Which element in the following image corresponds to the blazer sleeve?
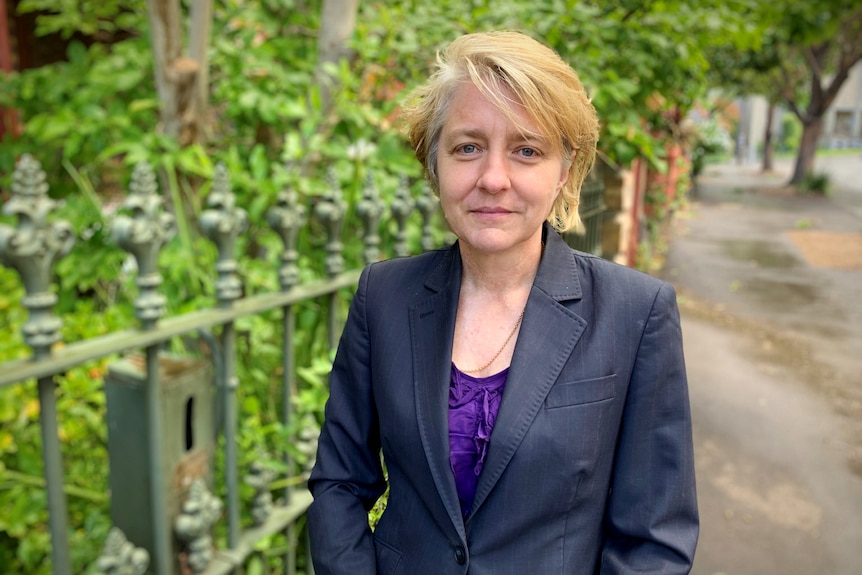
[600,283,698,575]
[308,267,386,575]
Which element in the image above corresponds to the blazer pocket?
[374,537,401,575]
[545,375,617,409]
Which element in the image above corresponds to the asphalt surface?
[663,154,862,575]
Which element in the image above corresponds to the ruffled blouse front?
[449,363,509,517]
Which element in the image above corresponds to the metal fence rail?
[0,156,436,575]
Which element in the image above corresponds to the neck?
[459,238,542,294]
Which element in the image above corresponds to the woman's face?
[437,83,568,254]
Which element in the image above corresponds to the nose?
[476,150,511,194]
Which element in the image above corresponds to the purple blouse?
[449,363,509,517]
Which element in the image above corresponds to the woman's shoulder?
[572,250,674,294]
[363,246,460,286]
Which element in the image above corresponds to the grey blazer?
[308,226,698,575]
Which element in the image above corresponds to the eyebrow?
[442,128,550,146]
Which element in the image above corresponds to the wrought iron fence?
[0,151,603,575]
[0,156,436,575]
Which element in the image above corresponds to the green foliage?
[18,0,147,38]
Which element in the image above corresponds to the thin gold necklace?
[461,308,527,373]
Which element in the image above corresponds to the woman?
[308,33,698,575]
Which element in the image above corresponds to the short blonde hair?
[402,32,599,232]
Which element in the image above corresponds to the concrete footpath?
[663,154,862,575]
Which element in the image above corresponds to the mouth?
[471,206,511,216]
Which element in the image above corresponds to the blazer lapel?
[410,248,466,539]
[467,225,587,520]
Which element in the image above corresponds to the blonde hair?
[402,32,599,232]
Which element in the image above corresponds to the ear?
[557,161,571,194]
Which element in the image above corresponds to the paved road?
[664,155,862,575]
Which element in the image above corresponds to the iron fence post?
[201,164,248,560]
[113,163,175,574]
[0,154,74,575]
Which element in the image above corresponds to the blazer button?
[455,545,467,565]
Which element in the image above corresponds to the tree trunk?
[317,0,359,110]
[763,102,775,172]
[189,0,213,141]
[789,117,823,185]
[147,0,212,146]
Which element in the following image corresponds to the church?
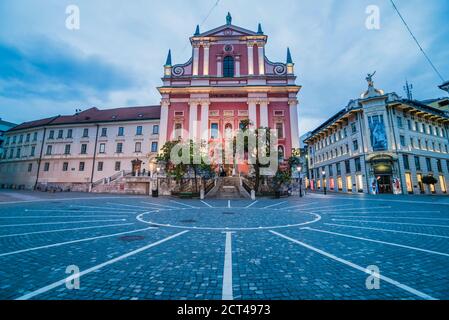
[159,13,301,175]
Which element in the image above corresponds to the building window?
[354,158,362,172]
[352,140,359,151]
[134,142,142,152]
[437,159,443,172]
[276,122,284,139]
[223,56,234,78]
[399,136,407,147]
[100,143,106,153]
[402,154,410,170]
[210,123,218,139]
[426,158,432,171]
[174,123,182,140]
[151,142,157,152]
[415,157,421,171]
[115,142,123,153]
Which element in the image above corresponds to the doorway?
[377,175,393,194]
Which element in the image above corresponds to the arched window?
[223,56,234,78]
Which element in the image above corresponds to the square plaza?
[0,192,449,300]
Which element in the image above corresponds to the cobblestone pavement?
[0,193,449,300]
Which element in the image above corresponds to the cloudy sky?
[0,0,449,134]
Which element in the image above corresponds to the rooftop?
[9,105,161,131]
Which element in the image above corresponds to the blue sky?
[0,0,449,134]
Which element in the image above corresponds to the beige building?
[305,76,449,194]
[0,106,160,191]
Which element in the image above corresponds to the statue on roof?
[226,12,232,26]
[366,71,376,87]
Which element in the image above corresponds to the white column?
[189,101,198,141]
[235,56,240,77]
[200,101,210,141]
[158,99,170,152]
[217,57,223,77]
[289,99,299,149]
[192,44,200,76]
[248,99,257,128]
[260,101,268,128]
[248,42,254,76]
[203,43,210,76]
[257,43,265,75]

• **Exercise task**
Format the records above as a two-column CSV with the headers "query" and "boxes", giving one row per record with its text and its answer. Put each value in a single quoted field with line breaks replaced by spaces, and leave the pictures out.

• **Correct output**
query,boxes
"Which element in the following image corresponds to the blazer sleeve?","[600,283,698,575] [308,267,386,575]"
"Which element in the image above corresponds to the blazer pocket?","[374,537,401,575] [545,375,617,409]"
"Which element in the image above corresponds to the asphalt surface?","[663,154,862,575]"
"Which element in the image above corresponds to the ruffled blouse front?","[449,363,509,517]"
"Which element in the image above corresponds to the metal fence rail?","[0,156,436,575]"
"Which element in the image above corresponds to the neck?","[459,238,542,294]"
"Which element in the image above corresponds to the woman's face?","[437,83,568,254]"
"Which element in the image above corresponds to the nose?","[476,150,511,194]"
"Which element in the image above corresponds to the purple blouse?","[449,363,509,517]"
"Which element in the image above corresponds to the woman's shoulder?","[572,250,674,294] [363,246,460,286]"
"Which element in the image above corresponds to the grey blazer?","[308,226,698,575]"
"Which element in the image above corresponds to the eyebrow?","[442,128,550,146]"
"Which element in the image above corresponds to the wrought iron fence?","[0,151,603,575] [0,156,436,575]"
"Which element in the image above corresponds to the green foliage?","[18,0,147,38]"
"Which element in the image above corresponds to the thin gold necklace?","[461,308,527,373]"
"Which element in the image above corresponds to the woman?","[308,33,698,575]"
"Which element in the image above corresponds to the short blonde hair?","[402,32,599,232]"
"Which element in the image above corresponds to the concrete footpath?","[663,154,862,575]"
"Which element in the image above corresponds to the mouth?","[471,206,511,216]"
"Which element in the image above corresponds to the blazer lapel?","[410,248,466,539] [467,225,587,520]"
"Which element in the image above corresponds to the blonde hair?","[402,32,599,232]"
"Which element in the image above corresponds to the ear?","[557,161,571,194]"
"Which element in the image above corresponds to the paved road?","[664,155,862,575]"
"Which element in the image above corresponds to the iron fence post?","[201,164,248,560] [113,163,175,574] [0,154,74,575]"
"Which element in the image above corresponds to the blazer button?","[455,545,467,565]"
"Which element in the image above corresponds to the tree trunk?","[317,0,359,110] [763,102,775,172] [189,0,213,141] [789,117,823,185] [147,0,212,146]"
"Which element in the following image corresponds to the church?","[159,13,301,175]"
"Which element in the image above corresponds to the building window?","[354,158,362,172] [352,140,359,151] [134,142,142,152] [437,159,443,172] [276,122,284,139] [223,56,234,78] [399,136,407,147] [100,143,106,153] [402,154,410,170] [210,123,218,139] [426,158,432,171] [174,123,182,140] [151,142,157,152] [415,157,421,171] [115,142,123,153]"
"Which element in the image above corresponds to the doorway?","[377,175,393,194]"
"Which element in the image above corresponds to the arched window?","[223,56,234,78]"
"Which element in the image above corresponds to the square plaza?","[0,192,449,300]"
"Which element in the image above corresponds to the cobblestone pavement?","[0,193,449,300]"
"Which element in the image above corresponds to the cloudy sky?","[0,0,449,134]"
"Which element in the image above corresponds to the rooftop?","[9,105,161,131]"
"Which element in the image above corresponds to the blue sky?","[0,0,449,134]"
"Which element in the image above corresponds to the beige building?","[305,76,449,194] [0,106,160,191]"
"Which element in the image above corresponds to the statue on roof?","[226,12,232,26] [366,71,376,87]"
"Which element in the image above corresponds to the white column?","[189,101,198,141] [235,56,240,77] [200,101,210,141] [158,99,170,152] [217,57,223,77] [289,99,299,149] [192,44,200,76] [248,99,257,128] [260,101,268,128] [248,42,254,76] [203,43,210,76] [257,43,265,75]"